Start Materials provided
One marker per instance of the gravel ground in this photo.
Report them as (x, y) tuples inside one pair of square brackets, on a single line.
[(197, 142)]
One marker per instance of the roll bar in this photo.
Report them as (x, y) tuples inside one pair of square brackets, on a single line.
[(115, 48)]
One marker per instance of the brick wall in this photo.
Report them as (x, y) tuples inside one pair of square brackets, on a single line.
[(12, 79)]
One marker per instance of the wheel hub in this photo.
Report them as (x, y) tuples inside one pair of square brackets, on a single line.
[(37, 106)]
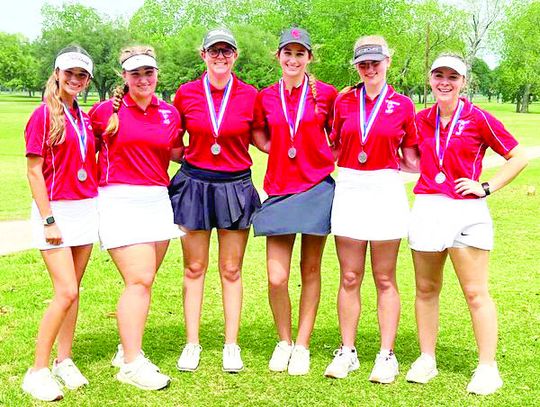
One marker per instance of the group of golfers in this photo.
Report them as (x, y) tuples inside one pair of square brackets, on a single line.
[(102, 176)]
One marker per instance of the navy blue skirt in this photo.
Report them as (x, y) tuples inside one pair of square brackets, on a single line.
[(205, 199), (306, 212)]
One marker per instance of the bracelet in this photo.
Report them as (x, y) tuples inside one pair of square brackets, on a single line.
[(485, 185)]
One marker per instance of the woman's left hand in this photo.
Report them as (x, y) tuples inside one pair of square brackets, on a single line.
[(466, 186)]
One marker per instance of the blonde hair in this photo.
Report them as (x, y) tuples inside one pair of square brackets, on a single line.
[(118, 93), (55, 106), (367, 40)]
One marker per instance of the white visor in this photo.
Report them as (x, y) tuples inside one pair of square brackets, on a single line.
[(70, 60), (450, 62), (137, 61)]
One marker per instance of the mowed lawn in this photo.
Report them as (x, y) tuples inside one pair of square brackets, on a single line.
[(25, 290)]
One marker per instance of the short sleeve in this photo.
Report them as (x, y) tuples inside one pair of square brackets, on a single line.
[(411, 132), (495, 134), (36, 131)]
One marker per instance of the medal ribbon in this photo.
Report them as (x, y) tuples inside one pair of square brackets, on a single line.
[(216, 122), (293, 127), (440, 152), (80, 130), (365, 127)]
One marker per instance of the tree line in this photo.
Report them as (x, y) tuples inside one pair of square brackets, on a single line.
[(417, 31)]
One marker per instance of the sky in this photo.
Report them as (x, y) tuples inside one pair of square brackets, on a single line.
[(24, 16)]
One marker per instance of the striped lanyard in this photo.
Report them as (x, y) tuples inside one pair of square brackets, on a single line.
[(80, 130), (293, 126), (441, 151), (365, 126)]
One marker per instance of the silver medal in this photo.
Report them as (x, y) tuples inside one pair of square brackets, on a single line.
[(82, 175), (292, 152), (362, 157), (440, 178), (215, 149)]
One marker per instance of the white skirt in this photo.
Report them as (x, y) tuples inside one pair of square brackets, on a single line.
[(131, 214), (76, 219), (439, 222), (370, 205)]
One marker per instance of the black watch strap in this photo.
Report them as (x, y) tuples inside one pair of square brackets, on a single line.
[(485, 185)]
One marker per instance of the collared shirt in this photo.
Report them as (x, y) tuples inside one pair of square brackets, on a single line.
[(314, 160), (235, 131), (475, 131), (393, 128), (62, 162), (139, 153)]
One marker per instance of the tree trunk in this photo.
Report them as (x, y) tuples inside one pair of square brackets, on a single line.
[(525, 99)]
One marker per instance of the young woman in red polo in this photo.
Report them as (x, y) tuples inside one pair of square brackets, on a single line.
[(213, 190), (292, 118), (374, 134), (137, 133), (450, 217), (62, 173)]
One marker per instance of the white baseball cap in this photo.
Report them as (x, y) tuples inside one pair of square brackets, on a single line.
[(450, 62), (74, 59), (138, 61)]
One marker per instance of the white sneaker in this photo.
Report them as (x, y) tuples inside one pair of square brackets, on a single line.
[(69, 374), (299, 362), (142, 373), (486, 380), (190, 358), (41, 385), (280, 357), (386, 368), (232, 362), (422, 370), (345, 361)]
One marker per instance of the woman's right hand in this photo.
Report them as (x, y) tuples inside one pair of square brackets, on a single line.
[(53, 235)]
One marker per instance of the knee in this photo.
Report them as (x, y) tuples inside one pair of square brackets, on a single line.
[(351, 279), (67, 296), (428, 289), (195, 270), (230, 272), (476, 297)]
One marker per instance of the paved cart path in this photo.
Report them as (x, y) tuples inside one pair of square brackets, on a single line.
[(16, 235)]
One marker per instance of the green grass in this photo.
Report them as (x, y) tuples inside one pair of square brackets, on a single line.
[(15, 110), (515, 286)]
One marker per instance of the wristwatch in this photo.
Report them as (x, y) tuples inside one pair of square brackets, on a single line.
[(487, 191)]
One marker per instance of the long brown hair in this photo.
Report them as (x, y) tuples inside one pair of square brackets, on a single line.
[(55, 106), (120, 91)]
End Materials provided
Objective »
Switch every "photo" in the listing above to "image" and reproduce the rest of the listing unchanged. Omit the pictures.

Problem solution »
One marker per instance of the gravel ground in this image.
Report them as (x, y) tuples inside one pair of square brackets, on a single line.
[(197, 142)]
One marker per instance of the roll bar in this image.
Report them as (x, y) tuples inside one pair of square brackets, on a single line.
[(115, 48)]
One marker per instance of the brick wall in this image.
Report them as (x, y) tuples inside one pair of square brackets, on a single line.
[(12, 79)]
One marker per instance of the wheel hub in this image.
Report them as (x, y) tuples inside one pair of square brackets, on a single line.
[(37, 106)]
One marker per instance of the group of golfers in this image.
Report them as (x, y) tuples inside one pair of square brackets, on a single line.
[(102, 176)]
One marker per instance of the navy blue skirt in this image.
Report them as (x, y) tuples inside one pair of square brackets, on a single line.
[(205, 199), (306, 212)]
One marker per instance of the bracelet in this image.
Report them as (x, y) tuples inside one pair of square brackets, on a single line.
[(485, 185)]
One marker per instance of the woman's left hand in this image.
Report them as (x, y) tuples inside one pair of square brackets, on a single line.
[(466, 186)]
One marker per instance of the blonde hair in this image.
Report them as (x, y) tuples inside one pair of square brackets, on a single line.
[(118, 93), (55, 106), (367, 40)]
One marker per instance of the white visor in this image.
Report them as (x, y) tuples inside one pair of square brackets, on a single line.
[(70, 60), (450, 62), (137, 61)]
One marker per instance of the mowed lawn in this image.
Report them as (x, y) tuples inside one pair of square brackets, on a single line.
[(25, 290)]
One marker per instance of the short sleeve in this image.
Report them as (x, y) tuples inside one pair of square brackets, on a single line.
[(411, 132), (495, 134), (36, 131)]
One marker per instance of the medal ribbon in this image.
Report them as (x, y) tuples inside one pair of square brackets, on a single line.
[(216, 122), (293, 127), (440, 152), (80, 130), (365, 127)]
One marker per instance of the tree line in this image.
Report them as (x, y) tuples inside one pair of square brackets, on a single line.
[(417, 31)]
One marker per instance of the sky in this image.
Report them as (x, y) tuples inside one pair of square brackets, on a single line.
[(24, 16)]
One marker per instance of the striped lanyard in this image.
Report them as (x, y) tuples inside one pair of square brackets, on a single line.
[(80, 130), (293, 126), (441, 151), (365, 126)]
One marker per instance of the silver medal in this image.
Report them as (x, y) tuples inside one pair of square brackets, on a single line.
[(82, 175), (292, 152), (362, 157), (440, 178), (215, 149)]
One marker per instance of the white skirt in this image.
Report them as (x, y) tuples inside one pair of square brackets, on a single line.
[(131, 214), (76, 219), (439, 222), (370, 205)]
One marker per instance of the black watch strap in this image.
Report them as (x, y) tuples inside one pair of square brackets, on a single line.
[(485, 185)]
One marker per instance of the collared shirt in this image.
Report them as (x, y) tuples inside one pair of square brackets, on a single line.
[(314, 160), (235, 131), (475, 131), (393, 128), (62, 162), (139, 153)]
One marker per instance of the tree trunk in this image.
Report them as (x, y) tuples inside one pair of square brackets, on a single line.
[(525, 99)]
One marker per instance of the young woman in red polo in this image.
Report them as (x, y) tuples inside one pair of square brackets, on a single line.
[(213, 190), (292, 118), (374, 134), (137, 133), (450, 217), (62, 173)]
One marker per instance of the white baseball cap in this image.
Report them as (x, y) tuples inside one pair of square brackets, on a single line.
[(450, 62), (74, 59), (138, 61)]
One marker per instance of the white sneaker in this image.
Report them as (x, y) tuples inside one pair of square brackets, on a single line.
[(69, 374), (299, 362), (142, 373), (486, 380), (190, 358), (41, 385), (280, 357), (386, 368), (232, 362), (422, 370), (345, 361)]
One marker per instance of the woman's right hand in this image.
Report them as (x, y) tuples inside one pair of square brackets, on a single line.
[(53, 235)]
One marker per instance of the knee in this image.
Report them as (x, y) tuples inside one pair of square brackets, on a single line.
[(351, 279), (67, 296), (428, 289), (195, 270), (230, 272), (476, 297)]
One marker per instance of the paved cart path in this image.
Report them as (x, y) tuples inside one pair of square brackets, on a single line.
[(16, 235)]
One marker per instance of the green grass in this image.
Report them as (x, y) tuples inside one pair of square brackets, on a single line.
[(15, 110), (515, 286)]
One marker per instance of the wristwatch in this image.
Report them as (x, y) tuples inside one pair of square brackets, on a single line.
[(487, 191)]
One marker per instance of the long brown hair in this image.
Report them as (x, y) tuples inside one pair of square brackets, on a single line.
[(55, 106), (120, 91)]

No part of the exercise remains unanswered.